EXERCISE:
Every line in the data below from the one containing "POLYGON ((596 372, 520" down to the one containing "MULTIPOLYGON (((631 927, 851", both included, must be retyped exactly; no other line is to appear.

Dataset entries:
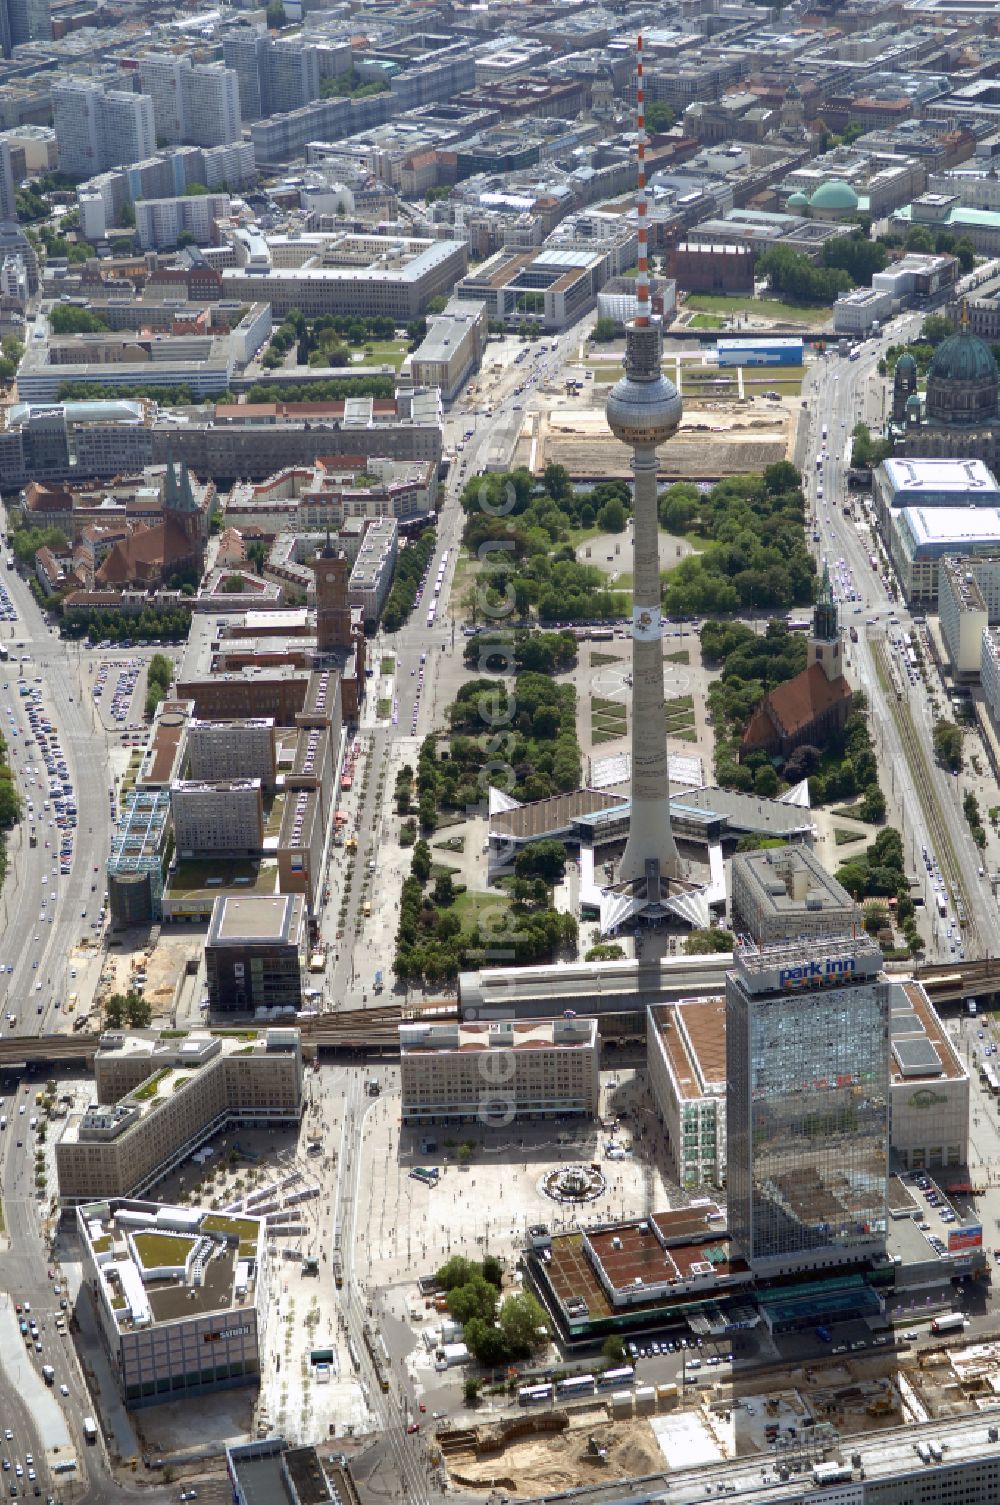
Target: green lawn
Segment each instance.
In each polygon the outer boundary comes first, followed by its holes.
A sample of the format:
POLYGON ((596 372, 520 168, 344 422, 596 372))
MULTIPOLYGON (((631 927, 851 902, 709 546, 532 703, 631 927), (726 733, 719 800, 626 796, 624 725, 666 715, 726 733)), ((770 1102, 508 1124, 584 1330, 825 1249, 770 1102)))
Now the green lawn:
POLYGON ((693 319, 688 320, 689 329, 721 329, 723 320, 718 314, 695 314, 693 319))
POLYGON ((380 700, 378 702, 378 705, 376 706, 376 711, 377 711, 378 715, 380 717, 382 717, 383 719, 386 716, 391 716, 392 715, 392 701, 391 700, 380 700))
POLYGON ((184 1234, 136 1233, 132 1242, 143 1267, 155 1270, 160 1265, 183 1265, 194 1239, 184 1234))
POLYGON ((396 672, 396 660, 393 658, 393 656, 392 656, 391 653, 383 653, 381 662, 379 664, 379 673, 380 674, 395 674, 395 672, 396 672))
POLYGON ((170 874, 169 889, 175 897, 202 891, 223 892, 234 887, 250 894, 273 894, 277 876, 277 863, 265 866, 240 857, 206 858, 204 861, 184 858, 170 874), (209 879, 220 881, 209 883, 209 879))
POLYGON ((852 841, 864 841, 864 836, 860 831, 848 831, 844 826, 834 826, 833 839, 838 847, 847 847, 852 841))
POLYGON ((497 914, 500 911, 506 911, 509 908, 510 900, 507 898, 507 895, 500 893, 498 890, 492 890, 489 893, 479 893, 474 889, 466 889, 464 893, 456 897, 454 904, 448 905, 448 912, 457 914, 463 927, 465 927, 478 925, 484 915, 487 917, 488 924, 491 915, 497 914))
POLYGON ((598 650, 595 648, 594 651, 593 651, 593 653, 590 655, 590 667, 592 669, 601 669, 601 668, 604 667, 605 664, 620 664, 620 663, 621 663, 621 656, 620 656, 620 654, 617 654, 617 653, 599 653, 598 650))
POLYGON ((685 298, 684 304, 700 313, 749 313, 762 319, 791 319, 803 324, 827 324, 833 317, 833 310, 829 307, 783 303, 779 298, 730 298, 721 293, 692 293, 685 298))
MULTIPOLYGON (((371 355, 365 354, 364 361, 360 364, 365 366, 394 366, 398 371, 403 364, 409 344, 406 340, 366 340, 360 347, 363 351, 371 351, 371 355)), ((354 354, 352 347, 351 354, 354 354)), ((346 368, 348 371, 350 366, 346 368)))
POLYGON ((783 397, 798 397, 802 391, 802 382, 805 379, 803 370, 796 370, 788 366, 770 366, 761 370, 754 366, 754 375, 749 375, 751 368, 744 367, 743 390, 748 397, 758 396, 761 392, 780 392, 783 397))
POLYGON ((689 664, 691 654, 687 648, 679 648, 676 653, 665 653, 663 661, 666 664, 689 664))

ANSWER BELOW:
POLYGON ((596 372, 520 168, 344 422, 596 372))
MULTIPOLYGON (((631 927, 851 902, 709 546, 532 703, 631 927), (726 733, 719 800, 626 796, 624 725, 666 715, 726 733)), ((770 1102, 508 1124, 584 1330, 825 1249, 770 1102)))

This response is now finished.